Rewrite the lines from the first one through the line containing "left=123, top=279, right=175, bottom=392", inclusive, changing "bench" to "seat" and leaving everything else intact. Omit the pictures from the output.

Data items

---------------

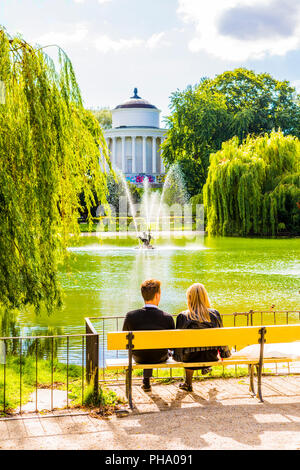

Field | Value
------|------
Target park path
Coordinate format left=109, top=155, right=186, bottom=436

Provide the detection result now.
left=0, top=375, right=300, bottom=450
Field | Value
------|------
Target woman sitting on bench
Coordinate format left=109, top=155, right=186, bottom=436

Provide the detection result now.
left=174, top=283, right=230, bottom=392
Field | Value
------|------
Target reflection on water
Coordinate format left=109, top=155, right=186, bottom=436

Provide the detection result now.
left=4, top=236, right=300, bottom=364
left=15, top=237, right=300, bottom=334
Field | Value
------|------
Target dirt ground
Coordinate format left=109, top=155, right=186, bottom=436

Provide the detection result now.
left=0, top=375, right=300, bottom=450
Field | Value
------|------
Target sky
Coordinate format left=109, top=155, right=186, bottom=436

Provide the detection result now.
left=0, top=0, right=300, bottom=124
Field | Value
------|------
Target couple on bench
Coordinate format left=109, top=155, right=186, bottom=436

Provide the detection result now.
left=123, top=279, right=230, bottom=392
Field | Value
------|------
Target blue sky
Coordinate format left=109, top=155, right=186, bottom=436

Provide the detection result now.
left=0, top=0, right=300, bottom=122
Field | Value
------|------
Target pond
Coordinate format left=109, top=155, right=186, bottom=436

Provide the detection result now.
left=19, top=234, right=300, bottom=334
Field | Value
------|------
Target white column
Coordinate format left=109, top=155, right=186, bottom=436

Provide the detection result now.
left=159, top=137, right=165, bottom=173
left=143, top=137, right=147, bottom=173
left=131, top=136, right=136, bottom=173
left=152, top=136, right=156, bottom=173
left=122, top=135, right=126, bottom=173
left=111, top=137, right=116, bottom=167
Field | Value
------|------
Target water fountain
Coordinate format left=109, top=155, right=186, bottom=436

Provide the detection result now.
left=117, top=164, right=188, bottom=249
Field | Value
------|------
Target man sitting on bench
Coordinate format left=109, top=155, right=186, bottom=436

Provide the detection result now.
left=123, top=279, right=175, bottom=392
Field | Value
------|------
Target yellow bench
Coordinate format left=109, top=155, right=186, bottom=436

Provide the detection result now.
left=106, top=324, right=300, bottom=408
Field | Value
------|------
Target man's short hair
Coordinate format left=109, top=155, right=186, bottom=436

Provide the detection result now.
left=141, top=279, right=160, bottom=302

---------------

* The completed task
Field | Value
------|------
Target park path
Coordinate format left=109, top=155, right=186, bottom=436

Provide the detection result now.
left=0, top=375, right=300, bottom=450
Field | Value
------|------
Target woman sitting on seat
Coordinate format left=109, top=155, right=186, bottom=436

Provide the detection result now.
left=174, top=283, right=230, bottom=392
Field | Value
------|------
Target reflection on water
Coordinate format left=109, top=155, right=186, bottom=436

Provide the detection result now.
left=4, top=236, right=300, bottom=364
left=15, top=237, right=300, bottom=334
Field | Value
------|------
Target dirt ground
Coordinate format left=109, top=155, right=186, bottom=436

Provide the detection result now.
left=0, top=375, right=300, bottom=450
Field | Value
------|------
Target sky
Coordinate format left=109, top=155, right=186, bottom=436

Provide the detection result now.
left=0, top=0, right=300, bottom=124
Field | Value
------|------
Target couple on seat
Coordinate format left=109, top=155, right=186, bottom=436

Provide the detection result now.
left=123, top=279, right=230, bottom=392
Field | Value
------|------
Target blue sky
Coordinate format left=109, top=155, right=186, bottom=436

Provide the detection result now.
left=0, top=0, right=300, bottom=122
Field | Value
------|------
Target pond
Coordinate format left=109, top=155, right=186, bottom=436

Provide the detection result now.
left=19, top=234, right=300, bottom=334
Field | Value
------|------
Target white column
Coordinate format left=109, top=155, right=186, bottom=436

Provide the detection result now.
left=159, top=137, right=165, bottom=173
left=143, top=137, right=147, bottom=173
left=131, top=136, right=136, bottom=173
left=152, top=136, right=156, bottom=173
left=122, top=135, right=126, bottom=173
left=111, top=137, right=116, bottom=167
Field | Value
------|------
Target water fountain
Coordinate format left=109, top=155, right=186, bottom=436

Provide the detection result now.
left=117, top=164, right=188, bottom=249
Field | Value
------|------
Target man sitting on seat
Coordinate format left=109, top=155, right=186, bottom=436

Provide the detection result now.
left=123, top=279, right=175, bottom=392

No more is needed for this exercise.